Brief —
Rewrite the rows starting at the line that contains "Where can you see the cherry" and running through the end of the rows, both ends included. Keep the requests, but multiply every coordinate in the answers by 2.5 and round each to a whole number, with halves rounded up.
[BEGIN Material provided]
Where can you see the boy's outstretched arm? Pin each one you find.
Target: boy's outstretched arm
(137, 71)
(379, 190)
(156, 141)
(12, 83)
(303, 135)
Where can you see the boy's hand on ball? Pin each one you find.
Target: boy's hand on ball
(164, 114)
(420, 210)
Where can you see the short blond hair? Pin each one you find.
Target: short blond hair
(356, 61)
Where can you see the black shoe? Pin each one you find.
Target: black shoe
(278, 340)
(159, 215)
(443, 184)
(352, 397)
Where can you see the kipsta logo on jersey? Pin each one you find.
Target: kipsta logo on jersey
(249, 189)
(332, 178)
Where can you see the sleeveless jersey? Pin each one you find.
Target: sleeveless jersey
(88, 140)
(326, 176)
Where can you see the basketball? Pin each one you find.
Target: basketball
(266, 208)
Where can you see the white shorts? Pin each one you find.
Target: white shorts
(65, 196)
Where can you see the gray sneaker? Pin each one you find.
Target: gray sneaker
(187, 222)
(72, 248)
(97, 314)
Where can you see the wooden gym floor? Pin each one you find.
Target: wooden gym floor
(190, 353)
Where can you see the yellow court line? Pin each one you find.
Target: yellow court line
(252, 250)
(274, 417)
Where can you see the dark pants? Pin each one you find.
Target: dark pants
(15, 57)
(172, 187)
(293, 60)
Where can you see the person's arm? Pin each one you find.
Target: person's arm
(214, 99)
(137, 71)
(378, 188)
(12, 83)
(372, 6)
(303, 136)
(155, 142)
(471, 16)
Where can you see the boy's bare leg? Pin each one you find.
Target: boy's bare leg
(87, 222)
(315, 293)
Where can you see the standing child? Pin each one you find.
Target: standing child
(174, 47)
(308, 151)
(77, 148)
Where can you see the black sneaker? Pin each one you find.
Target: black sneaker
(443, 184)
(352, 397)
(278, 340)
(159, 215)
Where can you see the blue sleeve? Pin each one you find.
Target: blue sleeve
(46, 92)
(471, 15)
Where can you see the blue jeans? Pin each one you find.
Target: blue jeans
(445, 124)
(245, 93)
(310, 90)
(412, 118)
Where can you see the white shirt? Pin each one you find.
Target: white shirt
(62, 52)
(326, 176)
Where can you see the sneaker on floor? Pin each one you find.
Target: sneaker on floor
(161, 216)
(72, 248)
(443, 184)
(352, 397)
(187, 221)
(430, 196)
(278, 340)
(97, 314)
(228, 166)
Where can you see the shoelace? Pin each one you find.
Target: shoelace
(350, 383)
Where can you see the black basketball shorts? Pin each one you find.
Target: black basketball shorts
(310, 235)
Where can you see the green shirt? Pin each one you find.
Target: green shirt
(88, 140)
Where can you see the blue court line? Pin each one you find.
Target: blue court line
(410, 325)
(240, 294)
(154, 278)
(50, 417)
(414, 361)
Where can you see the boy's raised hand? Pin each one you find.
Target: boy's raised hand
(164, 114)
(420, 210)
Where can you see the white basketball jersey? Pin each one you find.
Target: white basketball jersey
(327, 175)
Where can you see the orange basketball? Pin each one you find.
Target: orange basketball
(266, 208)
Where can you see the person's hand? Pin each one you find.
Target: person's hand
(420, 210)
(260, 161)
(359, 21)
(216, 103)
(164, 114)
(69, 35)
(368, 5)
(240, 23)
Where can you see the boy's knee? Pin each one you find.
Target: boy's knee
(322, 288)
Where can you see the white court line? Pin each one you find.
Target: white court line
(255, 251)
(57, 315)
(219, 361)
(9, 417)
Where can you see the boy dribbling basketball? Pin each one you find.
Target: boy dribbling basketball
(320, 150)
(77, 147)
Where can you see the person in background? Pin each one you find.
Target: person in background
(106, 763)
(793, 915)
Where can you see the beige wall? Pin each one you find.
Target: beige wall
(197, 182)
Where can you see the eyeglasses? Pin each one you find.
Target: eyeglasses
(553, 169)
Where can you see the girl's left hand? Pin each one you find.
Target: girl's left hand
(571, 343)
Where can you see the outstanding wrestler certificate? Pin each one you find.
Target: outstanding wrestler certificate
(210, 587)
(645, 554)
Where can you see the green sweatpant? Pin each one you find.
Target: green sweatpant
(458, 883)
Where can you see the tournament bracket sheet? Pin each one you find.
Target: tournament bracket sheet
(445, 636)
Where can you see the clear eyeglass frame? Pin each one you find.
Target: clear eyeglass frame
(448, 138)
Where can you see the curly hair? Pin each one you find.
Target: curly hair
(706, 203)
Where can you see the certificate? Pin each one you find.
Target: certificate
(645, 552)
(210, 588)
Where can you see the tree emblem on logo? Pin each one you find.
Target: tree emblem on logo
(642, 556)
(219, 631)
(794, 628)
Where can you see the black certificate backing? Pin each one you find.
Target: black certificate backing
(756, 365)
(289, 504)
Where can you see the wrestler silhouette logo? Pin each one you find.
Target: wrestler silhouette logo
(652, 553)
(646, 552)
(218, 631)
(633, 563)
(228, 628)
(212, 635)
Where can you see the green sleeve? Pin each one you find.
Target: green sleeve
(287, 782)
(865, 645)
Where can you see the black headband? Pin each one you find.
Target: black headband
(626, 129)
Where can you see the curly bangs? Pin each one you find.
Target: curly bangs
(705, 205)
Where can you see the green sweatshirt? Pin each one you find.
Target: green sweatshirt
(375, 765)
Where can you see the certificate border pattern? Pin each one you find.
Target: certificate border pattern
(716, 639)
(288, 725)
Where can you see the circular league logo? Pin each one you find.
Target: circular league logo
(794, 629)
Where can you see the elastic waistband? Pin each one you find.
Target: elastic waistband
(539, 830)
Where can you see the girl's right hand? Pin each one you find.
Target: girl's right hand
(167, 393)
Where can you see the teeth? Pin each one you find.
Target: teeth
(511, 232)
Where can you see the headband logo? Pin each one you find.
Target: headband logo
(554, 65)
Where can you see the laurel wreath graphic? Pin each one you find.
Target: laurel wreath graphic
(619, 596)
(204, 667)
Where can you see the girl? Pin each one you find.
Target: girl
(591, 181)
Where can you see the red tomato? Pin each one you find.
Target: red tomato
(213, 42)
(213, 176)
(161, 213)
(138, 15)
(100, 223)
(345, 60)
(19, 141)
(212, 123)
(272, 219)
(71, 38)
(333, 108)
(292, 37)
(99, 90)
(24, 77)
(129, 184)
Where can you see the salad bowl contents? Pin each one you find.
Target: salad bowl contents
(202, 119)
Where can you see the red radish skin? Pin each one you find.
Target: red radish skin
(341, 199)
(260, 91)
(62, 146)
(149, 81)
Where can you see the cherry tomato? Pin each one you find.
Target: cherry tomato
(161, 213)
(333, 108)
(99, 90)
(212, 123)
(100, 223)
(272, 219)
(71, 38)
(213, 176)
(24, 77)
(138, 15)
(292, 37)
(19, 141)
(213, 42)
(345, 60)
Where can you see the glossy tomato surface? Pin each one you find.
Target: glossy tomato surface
[END Material provided]
Result for this exercise —
Where can you see the cherry tomato? Pin each one you find.
Target: cherry tomato
(403, 533)
(833, 270)
(248, 225)
(530, 308)
(250, 558)
(680, 548)
(178, 95)
(533, 440)
(60, 193)
(345, 38)
(730, 93)
(48, 353)
(533, 105)
(863, 150)
Where can you see the glossy tomato surface? Pin each one you find.
Target: glossy tomato surface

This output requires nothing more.